How We Made Yelp Search Filters Data Driven
Ray M. G., Software Engineer Data Mining
- Dec 2, 2015
Yelp has an incredible amount of information about businesses to power local search experiences. Many of our users use our advanced search filters to explore and find exactly the place they are looking for.
While most people don’t have any trouble filtering their searches using filters such as price, distance, and rating, it was harder for users to employ our more specialized filters such as “Outdoor Seating” or “Live Music”. We set off on a mission to make our advanced filters more approachable for casual users without hindering the experience for our advanced users.
Before designing the new filters, we wanted to better understand how our users engaged with them, so we began digging into the data. People typically choose no more than a few filters at a time. The filter(s) they chose largely depended on the search query they used. We started by doing a lengthy data exploration. We came up with a set of exploratory data questions that would guide our design, such as:
- What are the most popular filters?
- When and how often do people use filters?
- Which filters have the highest impact for search?
- Which filters do we over-show and are under-used and vise versa?
For example, the plot below shows that of all the searches that use filters, most of them only use a single filter. This tells us that we want a simple design to highlight only a few filters relevant to the search.
Based on the exploration, we came up with a new design shown below. Not only does the new design take significantly less space, reducing the time it takes to get to the search results, but hides less relevant filters for the users that want to use them. By revealing the most relevant filters based on a search, we are able to cater to almost all users. If we are unable to accurately make a prediction, all of Yelp’s powerful filters are still available a click away.
Old Search Filters
New Search Filters
Building a model to recommend filters
We wanted to build a model that can take a set of informative features such as the query, date & time, location, personal preferences and a variety of other feature to suggest a set of most relevant filters to show to our users.
One of the most important features here is the query string: what the user is searching for will have a huge impact on the filters they plan to use. We can see this easily from our data. For example, searching for “birthday dinners” or “romantic dinners” often leads to the make a reservation filter. When people search for “coffee shops”, they often want to look for free-wifi or outdoor-seating.

■ Entries from an annotation dataset ■
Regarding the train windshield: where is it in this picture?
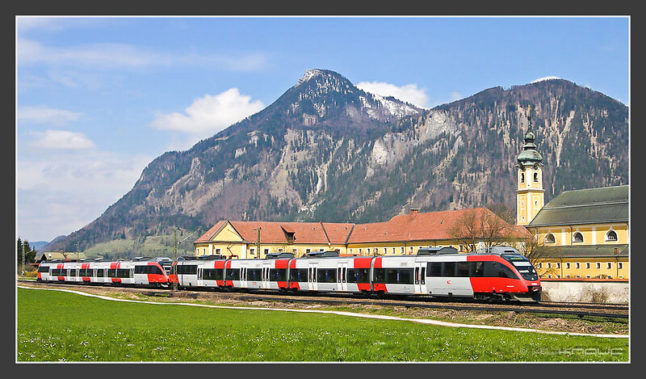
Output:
[502,254,538,280]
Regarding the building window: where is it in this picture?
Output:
[606,230,617,241]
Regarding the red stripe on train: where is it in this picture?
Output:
[354,258,374,268]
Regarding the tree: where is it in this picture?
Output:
[523,237,558,276]
[449,208,513,252]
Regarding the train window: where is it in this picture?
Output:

■ WORK TO DO ■
a: Using the article on Yelp search filters, state whether each statement below agrees with it. Answer yes or no for each, and quote the exact words from the article that decide it.
(i) Of the searches that use filters, most use only a single filter.
(ii) The new filter design takes up more space than the old one.
(iii) Searches for "coffee shops" often lead to the make a reservation filter.
b: Answer these questions from the article on Yelp search filters:
(i) On what date was the article posted?
(ii) Which two specialized filters does the article name as harder for users to employ?
(iii) Which feature does the article call one of the most important for recommending filters?
c: Write the next part of the article on Yelp search filters, beginning after its final sentence.

■ TASK-BY-TASK RESULTS ■
a:
(i) Yes: "most of them only use a single filter"
(ii) No: "Not only does the new design take significantly less space"
(iii) No: "When people search for “coffee shops”, they often want to look for free-wifi or outdoor-seating."

b:
(i) Dec 2, 2015
(ii) "Outdoor Seating" and "Live Music"
(iii) The query string

c:
Unfortunately, the query text is a super-sparse, long-tailed, feature with high cardinality (we receive tens of millions of distinct queries in a year in over 30 different countries), making it difficult to engineer and feed into a model. We wanted to build a function that maps the query text into a single number that tells us how relevant is this query to a particular filter. Ideally this function should be continuous and smooth; “Birthday dinner” and “Best birthday dinners” should produce very similar scores. The simplest approach here is look at our click data and see which filters people use for which queries and generate a signal based on that. However, this is not a very flexible approach as click data and can be very sparse and drops off quickly after the top queries. In addition, approximately 10 - 15% of queries are ones that we have never seen before. This is where language models become useful.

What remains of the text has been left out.